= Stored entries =
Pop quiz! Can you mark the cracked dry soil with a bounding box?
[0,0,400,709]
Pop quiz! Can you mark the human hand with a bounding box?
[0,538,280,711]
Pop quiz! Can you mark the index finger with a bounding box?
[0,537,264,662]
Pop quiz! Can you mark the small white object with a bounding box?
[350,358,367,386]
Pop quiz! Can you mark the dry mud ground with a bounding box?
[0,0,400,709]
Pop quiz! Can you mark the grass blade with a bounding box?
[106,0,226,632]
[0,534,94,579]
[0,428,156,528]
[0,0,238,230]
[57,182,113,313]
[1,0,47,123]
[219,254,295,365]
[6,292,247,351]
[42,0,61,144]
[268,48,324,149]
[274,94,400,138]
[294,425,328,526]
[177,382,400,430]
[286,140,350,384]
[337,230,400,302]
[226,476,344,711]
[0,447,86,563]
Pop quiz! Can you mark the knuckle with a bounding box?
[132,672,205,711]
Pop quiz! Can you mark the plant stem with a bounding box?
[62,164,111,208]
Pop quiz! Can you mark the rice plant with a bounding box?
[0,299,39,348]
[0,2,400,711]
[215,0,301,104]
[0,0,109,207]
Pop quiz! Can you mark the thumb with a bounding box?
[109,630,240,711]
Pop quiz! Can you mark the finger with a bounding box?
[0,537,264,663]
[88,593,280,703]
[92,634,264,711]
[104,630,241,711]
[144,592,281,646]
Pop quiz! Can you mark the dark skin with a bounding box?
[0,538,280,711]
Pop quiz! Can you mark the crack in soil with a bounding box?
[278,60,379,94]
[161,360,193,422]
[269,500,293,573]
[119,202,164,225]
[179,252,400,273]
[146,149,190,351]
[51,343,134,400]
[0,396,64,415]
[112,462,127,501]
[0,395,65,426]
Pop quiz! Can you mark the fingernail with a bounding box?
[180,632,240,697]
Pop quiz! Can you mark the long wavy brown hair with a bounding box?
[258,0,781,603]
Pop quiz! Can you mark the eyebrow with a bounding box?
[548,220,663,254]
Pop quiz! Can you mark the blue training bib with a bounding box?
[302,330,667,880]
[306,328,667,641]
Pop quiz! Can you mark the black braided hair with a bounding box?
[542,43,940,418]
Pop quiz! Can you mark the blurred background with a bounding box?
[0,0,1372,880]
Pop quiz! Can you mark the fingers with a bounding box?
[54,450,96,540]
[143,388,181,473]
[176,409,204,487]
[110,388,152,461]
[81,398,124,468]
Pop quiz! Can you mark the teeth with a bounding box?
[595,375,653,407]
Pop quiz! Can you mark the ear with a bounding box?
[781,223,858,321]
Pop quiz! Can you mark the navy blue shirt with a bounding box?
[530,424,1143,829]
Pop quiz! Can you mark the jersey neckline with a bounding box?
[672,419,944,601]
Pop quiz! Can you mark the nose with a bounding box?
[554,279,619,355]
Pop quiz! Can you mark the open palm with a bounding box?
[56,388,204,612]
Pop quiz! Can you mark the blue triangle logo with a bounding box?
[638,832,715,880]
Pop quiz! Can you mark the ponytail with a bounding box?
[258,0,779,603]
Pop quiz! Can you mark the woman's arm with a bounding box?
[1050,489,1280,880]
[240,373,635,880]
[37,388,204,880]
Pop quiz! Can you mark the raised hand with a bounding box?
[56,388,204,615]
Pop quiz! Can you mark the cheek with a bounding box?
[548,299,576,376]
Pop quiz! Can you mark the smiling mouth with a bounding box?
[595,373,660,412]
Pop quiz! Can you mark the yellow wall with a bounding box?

= Short exercise =
Update the material above so that each "bounding box" becomes "rectangle", with every other word left untouched.

= Result of this exercise =
Pop quiz! Can you mark the cracked dry soil with a rectangle?
[0,0,400,709]
Pop quiz! Can you mark the human hand with a rectangle?
[0,538,280,711]
Pop quiz! Can you mark the index finger with a rectangle?
[0,537,264,662]
Pop quiz! Can you mark the small white object with a rectangle?
[350,358,367,386]
Pop quiz! Can you mark the dry mud ground with a rectangle?
[0,0,400,709]
Pop quiz! Can you mark the grass blade with a rectangle?
[106,0,226,632]
[0,534,94,579]
[0,428,156,528]
[0,0,238,230]
[57,182,113,313]
[1,0,47,123]
[219,254,295,365]
[6,292,247,351]
[42,0,61,144]
[268,48,324,149]
[274,94,400,138]
[294,425,328,526]
[177,382,400,430]
[286,140,350,384]
[337,230,400,302]
[226,476,344,711]
[0,447,86,563]
Pop quiz! Can you mark the knuckle with a rectangle?
[132,672,205,711]
Pop quiz! Can you mark the plant stem with a rectangle?
[62,164,111,208]
Pop quiz! Can you mark the rice plant with a rectangle?
[0,299,39,348]
[0,2,400,711]
[215,0,301,104]
[0,0,109,207]
Pop quiz! Can you mark the thumb with a rectangle?
[109,630,240,711]
Pop quiz! Can you mark the finger with a rectangle?
[0,537,264,663]
[88,593,280,703]
[92,634,264,711]
[104,630,241,711]
[144,592,281,646]
Pop quiz! Can you mark the dark skin with a rectangle?
[0,538,280,711]
Pop quiz! Can you mark the crack in soil with a rectangle?
[278,60,379,94]
[161,360,193,422]
[269,500,293,573]
[119,202,164,225]
[179,252,400,273]
[146,149,190,351]
[51,343,134,400]
[0,396,64,415]
[112,462,127,501]
[0,395,65,426]
Pop quiz! Can you mark the fingernail with a rectangle?
[180,632,240,697]
Pop quiz! Can you mark the long wavy brown hair with a rectangle?
[258,0,781,603]
Pop quiz! Can you mark the eyebrow with a rectangle?
[548,220,663,254]
Pop quiz! Can you mark the blue training bib with a rectangle?
[302,330,667,880]
[306,328,667,641]
Pop quiz! Can you mark the black braided hair with a rectangle?
[542,43,940,418]
Pop quiz! Can you mark the blurred background with a rectangle?
[0,0,1372,880]
Pop quiz! Can you mark the fingers with a rectangle?
[54,450,96,540]
[143,388,181,473]
[176,409,204,487]
[110,388,152,461]
[81,398,124,468]
Pop quiz! Can you mark the teeth with a rectangle?
[595,375,653,407]
Pop quiz! Can you mark the ear with a rectangle?
[781,223,858,321]
Pop quiz! Can you mark the navy blue shirt with a rectangle?
[530,424,1143,829]
Pop quiz! Can you mark the jersey neckline with a rectangle?
[672,419,944,601]
Pop quiz! Can you mark the nose with a rectangle?
[554,279,619,355]
Pop quiz! Can you mark the open palm with a rectangle?
[56,388,204,612]
Pop quiz! Can you mark the blue triangle logo with a rectangle?
[638,832,715,880]
Pop quiz! Can you mark the ponytail with a rectangle?
[258,0,779,603]
Pop quiz! Can you mark the woman's arm with a rectangle?
[1050,489,1280,880]
[240,373,635,880]
[37,388,204,880]
Pop quiz! Can you mark the raised hand with a rectangle?
[56,388,204,615]
Pop quiz! Can you mark the cheek with a rectangle?
[548,299,576,376]
Pop quiz! Can you mark the smiling mouth with a rectangle?
[595,373,660,412]
Pop quiz! Can you mark the yellow wall with a rectangle?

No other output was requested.